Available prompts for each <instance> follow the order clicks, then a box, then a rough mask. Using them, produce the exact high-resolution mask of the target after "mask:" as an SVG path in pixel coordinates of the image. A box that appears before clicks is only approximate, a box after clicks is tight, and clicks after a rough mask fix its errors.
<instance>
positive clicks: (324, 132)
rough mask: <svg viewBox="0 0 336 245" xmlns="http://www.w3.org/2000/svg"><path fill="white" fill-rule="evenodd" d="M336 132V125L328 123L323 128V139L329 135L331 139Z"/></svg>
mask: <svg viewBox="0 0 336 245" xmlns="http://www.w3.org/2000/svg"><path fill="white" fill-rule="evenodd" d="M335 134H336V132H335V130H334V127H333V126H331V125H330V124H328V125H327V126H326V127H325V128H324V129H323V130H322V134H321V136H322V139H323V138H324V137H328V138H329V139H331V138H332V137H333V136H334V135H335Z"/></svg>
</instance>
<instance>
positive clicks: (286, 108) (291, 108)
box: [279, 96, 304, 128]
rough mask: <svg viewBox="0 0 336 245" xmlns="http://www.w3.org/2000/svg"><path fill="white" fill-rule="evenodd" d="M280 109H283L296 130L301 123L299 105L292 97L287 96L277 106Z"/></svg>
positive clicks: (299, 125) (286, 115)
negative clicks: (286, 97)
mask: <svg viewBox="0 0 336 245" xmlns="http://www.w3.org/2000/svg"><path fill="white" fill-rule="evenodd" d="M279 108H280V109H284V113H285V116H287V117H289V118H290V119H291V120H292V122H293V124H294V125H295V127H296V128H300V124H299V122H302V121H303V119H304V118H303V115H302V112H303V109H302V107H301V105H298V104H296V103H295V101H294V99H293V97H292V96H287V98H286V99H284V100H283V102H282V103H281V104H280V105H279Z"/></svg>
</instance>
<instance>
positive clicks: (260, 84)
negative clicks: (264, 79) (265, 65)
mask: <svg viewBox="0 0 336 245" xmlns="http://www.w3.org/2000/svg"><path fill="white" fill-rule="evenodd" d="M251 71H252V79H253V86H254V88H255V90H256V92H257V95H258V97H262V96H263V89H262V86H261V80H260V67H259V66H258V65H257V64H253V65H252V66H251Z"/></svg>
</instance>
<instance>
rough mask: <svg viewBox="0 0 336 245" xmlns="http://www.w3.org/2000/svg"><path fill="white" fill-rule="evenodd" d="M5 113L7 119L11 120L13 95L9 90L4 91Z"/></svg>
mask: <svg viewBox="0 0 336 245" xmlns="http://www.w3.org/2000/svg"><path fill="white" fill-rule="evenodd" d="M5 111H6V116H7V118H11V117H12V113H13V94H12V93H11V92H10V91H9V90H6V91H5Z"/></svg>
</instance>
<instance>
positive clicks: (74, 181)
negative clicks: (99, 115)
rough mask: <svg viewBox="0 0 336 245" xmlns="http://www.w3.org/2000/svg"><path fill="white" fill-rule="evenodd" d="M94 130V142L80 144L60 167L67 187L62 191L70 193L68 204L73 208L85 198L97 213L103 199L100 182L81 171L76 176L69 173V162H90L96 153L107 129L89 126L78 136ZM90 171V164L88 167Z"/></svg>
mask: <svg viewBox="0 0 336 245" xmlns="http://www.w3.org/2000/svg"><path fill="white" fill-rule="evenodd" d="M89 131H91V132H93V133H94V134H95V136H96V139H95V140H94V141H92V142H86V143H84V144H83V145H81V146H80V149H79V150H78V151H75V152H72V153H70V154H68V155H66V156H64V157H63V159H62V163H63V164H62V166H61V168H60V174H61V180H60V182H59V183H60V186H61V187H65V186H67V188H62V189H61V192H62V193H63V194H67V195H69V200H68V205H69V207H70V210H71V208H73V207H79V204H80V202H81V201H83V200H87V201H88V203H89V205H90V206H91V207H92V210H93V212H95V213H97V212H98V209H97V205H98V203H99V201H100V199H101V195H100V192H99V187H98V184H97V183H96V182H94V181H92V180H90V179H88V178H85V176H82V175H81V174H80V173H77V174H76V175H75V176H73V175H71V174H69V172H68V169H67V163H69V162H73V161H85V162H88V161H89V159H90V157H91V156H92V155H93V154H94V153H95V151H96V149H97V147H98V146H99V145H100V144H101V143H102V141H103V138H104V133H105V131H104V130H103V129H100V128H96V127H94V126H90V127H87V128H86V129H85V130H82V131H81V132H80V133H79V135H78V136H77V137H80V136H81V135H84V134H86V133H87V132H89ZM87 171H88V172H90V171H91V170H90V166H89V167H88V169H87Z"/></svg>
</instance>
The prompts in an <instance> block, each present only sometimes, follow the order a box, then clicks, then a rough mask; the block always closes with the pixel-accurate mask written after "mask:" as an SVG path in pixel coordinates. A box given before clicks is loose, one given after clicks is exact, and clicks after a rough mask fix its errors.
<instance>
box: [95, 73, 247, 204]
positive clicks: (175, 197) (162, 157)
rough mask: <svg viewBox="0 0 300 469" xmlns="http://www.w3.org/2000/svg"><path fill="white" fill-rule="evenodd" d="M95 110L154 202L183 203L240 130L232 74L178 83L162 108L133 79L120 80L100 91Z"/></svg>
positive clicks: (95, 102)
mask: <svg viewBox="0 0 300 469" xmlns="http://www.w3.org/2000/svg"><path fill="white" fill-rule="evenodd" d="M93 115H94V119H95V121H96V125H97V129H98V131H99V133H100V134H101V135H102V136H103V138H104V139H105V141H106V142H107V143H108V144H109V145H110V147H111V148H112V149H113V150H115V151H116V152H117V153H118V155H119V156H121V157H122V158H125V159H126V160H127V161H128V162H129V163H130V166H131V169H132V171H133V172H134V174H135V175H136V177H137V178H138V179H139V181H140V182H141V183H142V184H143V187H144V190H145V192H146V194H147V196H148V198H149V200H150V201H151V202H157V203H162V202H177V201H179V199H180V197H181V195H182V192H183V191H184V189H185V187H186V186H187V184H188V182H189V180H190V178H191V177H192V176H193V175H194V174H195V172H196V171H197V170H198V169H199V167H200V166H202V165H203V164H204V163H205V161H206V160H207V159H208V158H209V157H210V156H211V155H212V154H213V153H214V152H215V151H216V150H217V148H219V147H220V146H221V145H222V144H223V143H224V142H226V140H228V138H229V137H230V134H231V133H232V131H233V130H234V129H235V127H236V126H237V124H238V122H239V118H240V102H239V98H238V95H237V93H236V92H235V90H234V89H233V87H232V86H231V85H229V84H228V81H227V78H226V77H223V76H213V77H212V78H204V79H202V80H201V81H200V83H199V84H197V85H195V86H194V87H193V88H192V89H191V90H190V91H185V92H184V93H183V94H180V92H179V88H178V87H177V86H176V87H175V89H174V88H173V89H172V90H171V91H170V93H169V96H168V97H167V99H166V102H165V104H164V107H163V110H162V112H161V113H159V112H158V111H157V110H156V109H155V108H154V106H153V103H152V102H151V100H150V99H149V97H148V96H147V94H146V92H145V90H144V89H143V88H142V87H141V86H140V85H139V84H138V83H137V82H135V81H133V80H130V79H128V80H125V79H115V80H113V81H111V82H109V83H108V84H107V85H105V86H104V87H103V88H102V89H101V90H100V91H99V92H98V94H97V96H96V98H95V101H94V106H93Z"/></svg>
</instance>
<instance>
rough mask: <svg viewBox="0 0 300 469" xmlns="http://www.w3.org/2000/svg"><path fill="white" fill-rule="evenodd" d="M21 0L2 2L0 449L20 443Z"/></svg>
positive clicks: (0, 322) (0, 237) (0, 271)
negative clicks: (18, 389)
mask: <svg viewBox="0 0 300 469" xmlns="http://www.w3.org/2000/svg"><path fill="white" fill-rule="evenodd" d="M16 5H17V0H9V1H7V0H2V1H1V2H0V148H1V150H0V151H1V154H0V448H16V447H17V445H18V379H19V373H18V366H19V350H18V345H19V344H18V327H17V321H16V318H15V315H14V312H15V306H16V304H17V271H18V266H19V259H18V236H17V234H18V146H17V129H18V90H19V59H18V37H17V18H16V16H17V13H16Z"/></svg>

::::::

--- ASSIGNMENT ---
Pull out each line of the items above that contains the string "order". Case matters when matching.

--- EXERCISE RESPONSE ---
Available prompts for each <instance> follow the order clicks, then a box, then a rough mask. Using them, produce the exact high-resolution mask of the target after "mask:" as an SVG path in pixel coordinates of the image. A box that appears before clicks is only approximate, a box after clicks is tight, and clicks after a rough mask fix its errors.
The prompts in an <instance> block, each present only sometimes, follow the order a box, then clicks, then a rough mask; the block always closes with the pixel-accurate mask written after "mask:" as an SVG path in pixel coordinates. A box given before clicks is loose, one given after clicks is exact, and clicks after a rough mask fix its errors.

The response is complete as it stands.